Source document
When a new employee joins the company, they are mostly full of energy and determination. They find their new workspace and their new colleagues exciting. They want to impress their managers and so they put their all into their work.
However, after a year or so, the excitement and determination wear off. Many employees start finding their working days tedious and repetitive and that often leads to disengagement with their work.
Such employees can be a huge hassle for your business as they tend to push your company back when it comes to achieving business goals. These employees not only underperform but also create friction for the high performers of the company and so, it is highly imperative that managers learn to work with them.
Why are employees disengaged?
Several factors can contribute to disengaged employees. However, employee disengagement is usually caused by the lack of the following aspects in the employees’ working life:
- Feedback from managers
- Communication between employees and managers
- Work flexibility
- Development of the employee
- Respect from coworkers and managers
- Proper remuneration
Of course, the reasons for disengagement can be different from the factors mentioned above and can be much deeper and personal. Whatever may be the factor, it is crucial to identify the disengaged employee and also the cause of the disengagement.

Collected material
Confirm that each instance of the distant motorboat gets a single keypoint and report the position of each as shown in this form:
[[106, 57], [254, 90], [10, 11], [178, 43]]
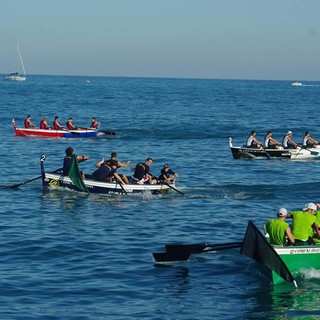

Stated task 1
Using the passage on employee disengagement, answer these:
(a) After about how long do the excitement and determination of new employees wear off?
(b) What do disengaged employees create for the company's high performers?
(c) What item in the list of causes concerns pay?
Stated task 2
Carry on the passage on employee disengagement from the point where it stops.

Written response 1
(a) After a year or so.
(b) Friction.
(c) Proper remuneration.

Written response 2
Types of employees on the basis of engagement
There are three classifications of employee engagement: engages, partially disengaged, and totally disengaged. Let’s compare the three levels of engagement in employees as it will help you in identifying them in your organization.
The characteristics that you are likely to find in engaged employees include passion and innovation. They feel a profound connection to the company they are working for and they tend to move the company forward.
2. Partially disengaged employees
These are the employees who seem unhappy at work. It’s not like they are not working. They are putting in the time and working on whatever they are supposed to work on, but without an ounce of energy or passion.
3. Totally or actively disengaged employees
These employees are not just unhappy at work but they actively display their unhappiness by actively not engaging in work. They tend to shrug off their responsibilities and or delegate them to their juniors or interns. Such employees damage the overall productivity of the organization.
How to work with disengaged employees
Once you have identified the disengaged part of your workforce, you need to take measures to manage such employees and re-engage them. Here are some tips that may help you in increasing the engagement level of your employees:
1. Lead them towards efficient workflow
Disengaged employees can become highly responsive to good leadership. So, sometimes it is good to remind your employees that their performance is being tracked by their manager or business owner. Let them know that their good work will be rewarded and if they don’t work well, try to work out the problems with them.
This might push them to be more dedicated to their work if they know that they are being watched. Watching does not mean that they are being spied but it can be in a more of a caring sense. It can make the disengaged employees feel that their work matters and so, they might try to re-engage with their work.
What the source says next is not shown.